___ Task inputs

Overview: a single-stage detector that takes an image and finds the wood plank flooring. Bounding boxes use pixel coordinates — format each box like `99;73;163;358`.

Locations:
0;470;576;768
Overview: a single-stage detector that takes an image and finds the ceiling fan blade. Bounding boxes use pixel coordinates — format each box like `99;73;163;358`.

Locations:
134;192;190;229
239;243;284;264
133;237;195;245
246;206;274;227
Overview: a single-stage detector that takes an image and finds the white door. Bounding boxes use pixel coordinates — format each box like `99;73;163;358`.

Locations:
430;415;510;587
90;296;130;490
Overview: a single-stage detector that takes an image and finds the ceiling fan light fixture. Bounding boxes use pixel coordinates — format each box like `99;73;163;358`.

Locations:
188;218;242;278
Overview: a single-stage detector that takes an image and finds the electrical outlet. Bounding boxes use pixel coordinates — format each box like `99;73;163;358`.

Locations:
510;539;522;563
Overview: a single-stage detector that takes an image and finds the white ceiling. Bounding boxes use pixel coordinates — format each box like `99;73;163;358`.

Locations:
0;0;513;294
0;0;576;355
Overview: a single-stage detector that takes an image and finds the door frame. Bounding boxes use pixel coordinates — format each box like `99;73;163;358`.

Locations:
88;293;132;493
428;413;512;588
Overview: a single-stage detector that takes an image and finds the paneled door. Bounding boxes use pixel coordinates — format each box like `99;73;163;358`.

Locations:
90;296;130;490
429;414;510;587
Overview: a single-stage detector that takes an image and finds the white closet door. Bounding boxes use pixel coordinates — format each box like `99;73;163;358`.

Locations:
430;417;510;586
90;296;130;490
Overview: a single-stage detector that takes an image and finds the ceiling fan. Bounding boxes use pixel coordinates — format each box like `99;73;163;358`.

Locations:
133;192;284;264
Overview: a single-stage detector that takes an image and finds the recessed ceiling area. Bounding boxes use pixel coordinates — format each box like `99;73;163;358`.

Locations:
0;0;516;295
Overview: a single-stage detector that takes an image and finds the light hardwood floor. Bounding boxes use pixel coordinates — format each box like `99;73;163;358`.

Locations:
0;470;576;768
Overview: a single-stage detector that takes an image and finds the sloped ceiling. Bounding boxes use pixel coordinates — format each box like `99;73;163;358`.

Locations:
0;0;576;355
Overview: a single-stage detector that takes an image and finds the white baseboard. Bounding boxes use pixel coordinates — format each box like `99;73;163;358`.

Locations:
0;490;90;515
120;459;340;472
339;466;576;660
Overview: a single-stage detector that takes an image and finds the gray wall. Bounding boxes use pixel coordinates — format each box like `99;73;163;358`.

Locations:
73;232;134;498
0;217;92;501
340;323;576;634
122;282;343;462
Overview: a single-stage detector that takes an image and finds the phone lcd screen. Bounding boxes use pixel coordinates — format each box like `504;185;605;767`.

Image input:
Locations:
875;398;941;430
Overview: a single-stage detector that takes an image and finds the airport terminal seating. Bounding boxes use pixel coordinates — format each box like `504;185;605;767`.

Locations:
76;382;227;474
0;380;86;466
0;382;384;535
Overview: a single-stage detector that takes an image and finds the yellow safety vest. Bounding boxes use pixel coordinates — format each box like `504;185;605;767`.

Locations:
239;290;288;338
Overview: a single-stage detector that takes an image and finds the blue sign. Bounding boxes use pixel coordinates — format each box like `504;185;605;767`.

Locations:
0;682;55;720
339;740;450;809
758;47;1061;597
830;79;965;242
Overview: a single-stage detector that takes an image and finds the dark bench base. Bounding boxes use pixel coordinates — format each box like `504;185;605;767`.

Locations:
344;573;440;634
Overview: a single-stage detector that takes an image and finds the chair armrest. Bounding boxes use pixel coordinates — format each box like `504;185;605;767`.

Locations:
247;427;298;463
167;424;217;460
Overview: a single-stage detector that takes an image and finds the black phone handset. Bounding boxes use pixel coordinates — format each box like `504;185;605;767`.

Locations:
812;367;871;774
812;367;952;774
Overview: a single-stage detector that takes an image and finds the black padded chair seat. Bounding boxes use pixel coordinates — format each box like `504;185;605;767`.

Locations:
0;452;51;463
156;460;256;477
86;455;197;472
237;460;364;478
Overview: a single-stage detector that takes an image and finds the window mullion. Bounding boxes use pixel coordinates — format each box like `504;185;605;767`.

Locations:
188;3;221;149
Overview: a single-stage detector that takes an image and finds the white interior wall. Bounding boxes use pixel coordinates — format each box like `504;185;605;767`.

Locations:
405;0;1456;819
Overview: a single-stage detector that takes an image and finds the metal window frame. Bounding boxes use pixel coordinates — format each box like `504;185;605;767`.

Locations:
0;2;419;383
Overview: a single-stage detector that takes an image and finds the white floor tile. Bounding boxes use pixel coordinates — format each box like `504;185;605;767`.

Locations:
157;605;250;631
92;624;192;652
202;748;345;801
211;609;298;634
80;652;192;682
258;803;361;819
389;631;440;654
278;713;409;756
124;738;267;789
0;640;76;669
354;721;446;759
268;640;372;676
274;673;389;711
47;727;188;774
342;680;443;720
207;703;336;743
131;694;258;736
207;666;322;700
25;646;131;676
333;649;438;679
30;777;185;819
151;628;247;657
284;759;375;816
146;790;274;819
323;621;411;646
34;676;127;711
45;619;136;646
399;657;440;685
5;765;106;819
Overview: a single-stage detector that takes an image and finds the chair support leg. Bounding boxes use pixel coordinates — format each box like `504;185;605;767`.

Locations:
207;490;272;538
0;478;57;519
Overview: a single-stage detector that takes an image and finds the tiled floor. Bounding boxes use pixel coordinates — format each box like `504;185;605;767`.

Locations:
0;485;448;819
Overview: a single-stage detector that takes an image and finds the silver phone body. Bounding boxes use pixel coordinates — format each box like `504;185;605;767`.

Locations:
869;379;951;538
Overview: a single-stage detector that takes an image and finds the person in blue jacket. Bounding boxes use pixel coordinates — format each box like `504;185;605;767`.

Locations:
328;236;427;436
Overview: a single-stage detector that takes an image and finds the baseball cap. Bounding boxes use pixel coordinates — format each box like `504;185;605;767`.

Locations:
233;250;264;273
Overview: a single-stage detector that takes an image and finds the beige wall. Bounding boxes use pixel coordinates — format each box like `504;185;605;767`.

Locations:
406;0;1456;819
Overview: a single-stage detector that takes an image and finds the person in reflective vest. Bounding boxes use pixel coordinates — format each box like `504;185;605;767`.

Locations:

______

* Stated goal: Turn the lines of all the entries above into one numbered list, leaving out the blank lines.

* Solution for this task:
1. Overview: a single-stage detector that takes an image and finds the wood plank flooring. Bounding boxes use pixel coordinates — format each box like `99;73;163;358`.
2. Locations:
3. 0;470;576;768
4. Overview: a single-stage detector that takes an image and finds the ceiling fan blade. Bounding boxes use pixel coordinates — format each box like `99;73;163;358`.
5. Locations:
6. 134;192;190;229
7. 239;243;284;264
8. 133;237;195;245
9. 246;206;274;227
10. Overview: a single-stage detector that takes an image and finds the white door. Bounding boxes use pixel coordinates — format each box like `99;73;163;358`.
11. Locations:
12. 430;415;510;587
13. 90;296;130;490
14. Overview: a single-stage detector that takes an image and finds the ceiling fan light fixture. Bounding boxes use pixel coordinates — format each box like `99;73;163;358`.
15. Locations:
16. 188;218;242;278
17. Overview: a single-stage detector that takes an image and finds the electrical outlet. Bounding boxes use pixel coordinates — format each box like `99;73;163;358`.
18. Locations:
19. 510;539;522;563
20. Overview: a single-stage detector that takes an image and finds the white ceiling. Bounding boxes use pixel coordinates — format each box like `99;73;163;358`.
21. Locations:
22. 0;0;513;294
23. 0;0;576;355
24. Overview: a single-stage detector that takes an image and finds the door frame. Bounding boxes use pixel coordinates — format each box like `99;73;163;358`.
25. Locations:
26. 88;293;132;493
27. 428;413;512;588
28. Overview: a single-stage detector that takes an image and finds the paneled door. Bounding boxes use pixel coordinates — format each box like `99;73;163;358`.
29. Locations:
30. 90;296;130;490
31. 429;414;510;587
32. Overview: a single-stage detector that takes an image and finds the white closet door. Bounding boxes use pixel coordinates — format each box like `99;73;163;358`.
33. Locations:
34. 430;417;510;586
35. 90;296;130;490
36. Overview: a single-stage detector that takes an image and finds the ceiling fan. Bounding boxes use pixel coordinates — format each box like `99;73;163;358`.
37. Locations:
38. 133;192;284;264
39. Overview: a single-stage detector that takes an image and finds the recessed ceiling area. Bounding boxes use pixel coordinates — format each box like `99;73;163;358`.
40. Locations:
41. 0;0;516;295
42. Overview: a single-stage detector that takes an image and finds the light hardwood floor. Bounding boxes use pixel coordinates — format each box like `99;73;163;358`.
43. Locations:
44. 0;470;576;768
45. Overview: a single-stage detector that takes an image and finds the sloped ceiling. Bounding boxes use pixel coordinates — format each box like `99;73;163;358`.
46. Locations:
47. 0;0;576;355
48. Overview: a single-stage detector that takes an image and finds the white baseboard. Bounding boxes use pixel coordinates — format each box like `99;73;163;358`.
49. Locations:
50. 0;490;90;515
51. 120;459;340;472
52. 339;466;576;660
53. Overview: a single-stage detector that takes an image and finds the gray wall. Bounding boxes use pixel coordinates — format each box like `99;73;163;358`.
54. Locations:
55. 73;232;134;498
56. 0;217;92;501
57. 340;323;576;634
58. 122;282;343;462
59. Overview: a single-stage detector that takes an image and finds the phone lcd screen. Bounding boxes use pixel coordinates — format each box like `504;185;605;767`.
60. Image input:
61. Locations:
62. 875;398;941;430
63. Overview: a single-stage detector that takes an image and finds the airport terminal seating. Bounding boxes use pixel coordinates — format each box like `504;185;605;767`.
64. Locations:
65. 76;382;227;474
66. 0;380;86;466
67. 0;382;384;535
68. Overview: a single-stage detector that takes an image and finds the yellow safety vest. Bounding boxes use pixel coordinates — format each box like `504;185;605;767`.
69. Locations:
70. 239;290;288;338
71. Overview: a single-stage detector that takes an image and finds the blue sign. Bounding boxes use pixel coordinates — format each box like `504;185;605;767`.
72. Locations:
73. 0;682;55;720
74. 339;740;450;809
75. 758;47;1061;597
76. 830;79;965;242
77. Overview: a single-stage detector that takes an image and finds the dark bench base. Bounding boxes use pixel coordinates — format each box like `504;185;605;767`.
78. Locations:
79. 344;573;440;634
80. Overview: a single-stage detector that takes an image and finds the chair armrest. Bounding boxes use pixel coordinates — format each box like `504;185;605;767`.
81. Locations:
82. 247;427;298;463
83. 167;424;217;460
84. Overview: a single-stage detector that takes an image and finds the black phone handset. Bounding boxes use pixel coordinates — format each box like `504;185;605;767`.
85. Locations:
86. 812;367;871;774
87. 812;367;952;774
88. Overview: a single-stage detector that takes an image and finds the black padded chair seat. Bounding boxes use pixel coordinates — format each box like `504;185;605;767`.
89. Locations:
90. 0;452;51;463
91. 156;460;256;477
92. 86;455;197;472
93. 237;460;364;478
94. Overview: a single-stage detector that takes an image and finds the window mullion. Bounding boxes use pixel coordinates — format each box like `504;185;605;767`.
95. Locations:
96. 188;3;221;149
97. Overview: a single-stage detector that takes an image and finds the white interior wall. Bounding boxes use pixel coordinates — format each box like `504;185;605;767`.
98. Locations:
99. 405;0;1456;819
100. Overview: a single-stage detector that takes an image and finds the metal window frame. Bounding boxes use pixel coordinates — format each box like `504;185;605;767`.
101. Locations:
102. 0;2;419;383
103. Overview: a single-stage detector that takes an image and finds the white floor tile. Bounding boxes use pixel coordinates — format each box like `504;185;605;767`.
104. Locations:
105. 157;605;250;631
106. 92;624;192;652
107. 202;748;345;801
108. 211;609;298;634
109. 80;652;192;682
110. 258;803;361;819
111. 389;631;440;654
112. 278;713;409;756
113. 124;738;267;789
114. 0;640;76;669
115. 354;721;446;759
116. 268;640;372;676
117. 274;673;389;711
118. 47;727;188;774
119. 342;680;443;720
120. 207;703;336;743
121. 131;694;258;736
122. 207;666;322;700
123. 25;646;131;676
124. 333;649;438;679
125. 30;777;185;819
126. 151;628;247;657
127. 284;759;375;816
128. 146;790;274;819
129. 323;621;411;646
130. 34;676;127;711
131. 45;619;136;646
132. 399;657;440;685
133. 5;765;106;819
134. Overview: a single-stage detector that takes an image and finds the chair support leg. Bounding boxes use pixel coordinates — format each box like `504;185;605;767`.
135. Locations:
136. 207;490;272;538
137. 0;478;57;519
138. Overview: a single-stage detector that takes an image and finds the tiled floor. Bounding boxes use pixel coordinates — format each box like `504;185;605;767`.
139. Locations:
140. 0;485;448;819
141. Overview: a single-stage detector that takes an image and finds the silver phone body. Bounding boxes use pixel coordinates — format each box like `504;185;605;767`.
142. Locations:
143. 869;379;951;538
144. Overview: a single-stage detector that takes an image and finds the person in blue jacket. Bounding boxes use pixel coordinates — format each box like `504;185;605;767`.
145. Locations:
146. 328;236;427;436
147. Overview: a single-stage detector that takes an image and finds the baseball cap. Bounding boxes use pixel coordinates — format each box like `504;185;605;767`.
148. Locations:
149. 233;250;264;273
150. Overview: a single-stage detector that takes an image and finds the beige wall. Bounding boxes use pixel coordinates — format each box like `504;185;605;767`.
151. Locations:
152. 406;0;1456;819
153. Overview: a single-stage detector that takes an image and finds the person in reflective vest. Bounding boxes use pixel coordinates — format each box like `504;185;605;767`.
154. Locations:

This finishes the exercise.